**EXTRAIT FOURNI**
§
Chasse ouverte au médecin fraudeur, pas si vite !

Date:
Lundi 12 Septembre 2016
Boite aux lettres de dénonciation au temps des Doges à Venise

Que ce soit clair : le GBO désapprouve avec fermeté la fraude sous toutes ses formes, qu’elle soit au détriment de la sécurité sociale, d’ordre fiscal ou de faux en écriture. Elle est inacceptable et, qui plus est, scandaleuse lorsque, par exemple, des sommes indues sont réclamées à des patients qui dans un souci bien légitime de pouvoir avoir « le meilleur soin » acceptent de les payer sans aucune transparence pour pouvoir l’obtenir. C’est encore plus grave lorsqu’elle s’adresse à des patients plus vulnérables, victimes dès lors d’abus de faiblesse.

Cela étant, les méthodes proposées par d’aucuns, mandataires politiques ou pouvoirs publics  sont scandaleuses et très probablement inefficaces.

Scandaleuse, car la dénonciation, ou mieux la délation, sont des procédés qui sont en eux-mêmes porteurs de beaucoup d’injustices et de création d’un climat mettant à mal le lien social et l’indispensable relation de confiance entre les citoyens et leurs médecins . Il est à craindre qu’avec de telles mesures,  le médecin  dénoncé ne sera pas celui qui travaille dans une clinique prestigieuse à la réputation extraordinaire dans des clubs huppés, mais celui qui aura déplu à un patient au désir de vengeance en lui refusant par exemple,  une prescription de tranquilisant ou un certificat d’incapacité de travail injustifié. Se trouver accusé avec bien souvent aucun moyen de preuve et avec les privilèges extraordinaires que l’administration fiscale s’est vu octroyés risque de devenir un cauchemar  pour bien de nos confrères soucieux d’exercer leur art dans le respect des règles d’éthique et de déontologie.

Baser la lutte contre les fraudeurs, médecins ou autres, par une campagne de délation au sein de la société relève en général de régimes très autoritaires ou dictatoriaux voire d’occupation !

Inefficace, car l’expérience des généralistes prouve que quand un abus leur est rapporté, il s’agit souvent de milliers d’euros, le patient renonçant à porter plainte par désir de respect du lien qui s’est établi entre lui et son médecin.
§
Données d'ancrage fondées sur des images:
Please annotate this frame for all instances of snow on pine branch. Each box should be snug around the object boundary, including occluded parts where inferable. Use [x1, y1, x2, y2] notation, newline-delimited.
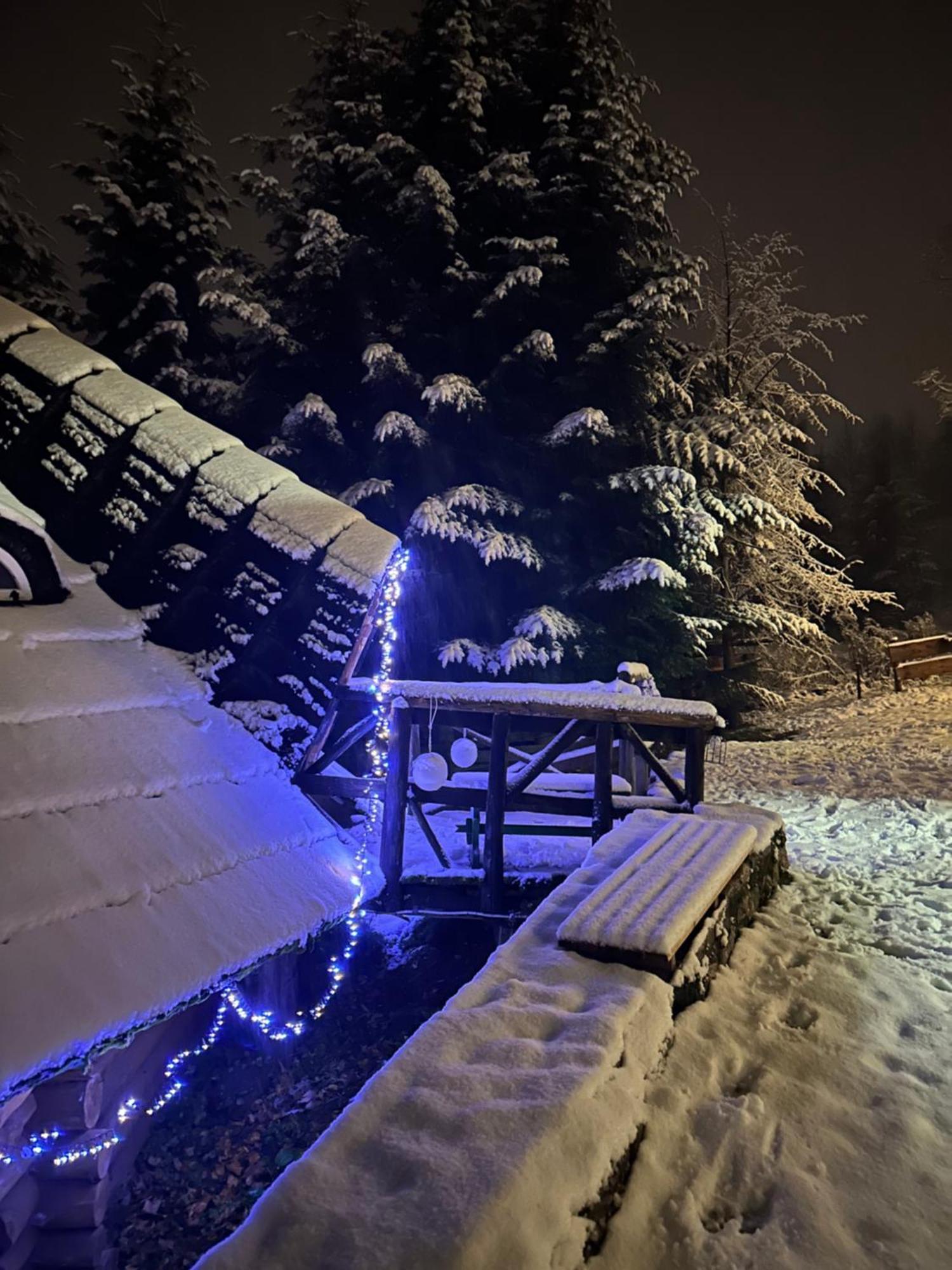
[281, 392, 344, 446]
[542, 405, 614, 446]
[595, 556, 688, 591]
[473, 264, 542, 318]
[360, 340, 416, 384]
[439, 605, 581, 674]
[420, 375, 486, 414]
[373, 410, 430, 450]
[410, 485, 542, 569]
§
**TÂCHE A**
Restituez le passage du texte sur la chasse au médecin fraudeur en commençant aux mots « Que ce soit » et en vous arrêtant après les mots « d’abus de faiblesse. ».
**TÂCHE B**
Répondez à ces questions sur le texte sur la chasse au médecin fraudeur :
(i) Quelle date le texte indique-t-il ?
(ii) De quels régimes relève en général une lutte contre les fraudeurs fondée sur une campagne de délation ?
(iii) D'après l'expérience des généralistes, de quelles sommes s'agit-il souvent quand un abus leur est rapporté ?
**TÂCHE C**
Poursuivez le texte sur la chasse au médecin fraudeur après sa dernière phrase.
Vous n'avez pas besoin des lignes.

**RÉPONSE A**
Que ce soit clair : le GBO désapprouve avec fermeté la fraude sous toutes ses formes, qu’elle soit au détriment de la sécurité sociale, d’ordre fiscal ou de faux en écriture. Elle est inacceptable et, qui plus est, scandaleuse lorsque, par exemple, des sommes indues sont réclamées à des patients qui dans un souci bien légitime de pouvoir avoir « le meilleur soin » acceptent de les payer sans aucune transparence pour pouvoir l’obtenir. C’est encore plus grave lorsqu’elle s’adresse à des patients plus vulnérables, victimes dès lors d’abus de faiblesse.

**RÉPONSE B**
(i) Lundi 12 septembre 2016.
(ii) De régimes très autoritaires ou dictatoriaux, voire d'occupation.
(iii) Il s'agit souvent de milliers d'euros.

**RÉPONSE C**
Aujourd’hui les pouvoirs publics ont à leur disposition un arsenal de dispositifs tant juridiques que déontologiques ou administratifs pour mettre en évidence les abus manifestes et les sanctionner. Des médecins contrevenants sont d’ailleurs régulièrement sanctionnés. Les patients ont aussi la possibilité de s’informer auprès de l’Inami et de leur organisme assureur lorsqu’ils s’estiment victimes d’abus.

Le GBO  souhaite replacer le débat des dépassements injustifiés d’honoraires et des faux certificats  dans une autre dimension que celle sordide et ostracisante de la délation. Il existe d’autres moyens pour éviter la majorité des fraudes. La plupart de nos citoyens dispose d’un compte en banque, et ceux qui n’en disposent pas font partie des plus défavorisés pour lesquels des dispositions existent déjà.  La suppression de toute transaction  par l’argent cash serait une solution pratique, qu’il s’agisse de médecin conventionné ou non. Cela n’enlève pas la nécessité de responsabilisation des patients mais cela doit se faire dans un cadre de meilleure rationalisation des soins de santé.

Le GBO ne peut qu’être affligé par la tendance de certains actuellement de vouloir créer un climat de chasse aux sorcières, en dénonçant, soi-disant pour de bonnes raisons,  les agissements de quelques-uns dans un climat qui à la longue décrédibilise un corps social tout entier.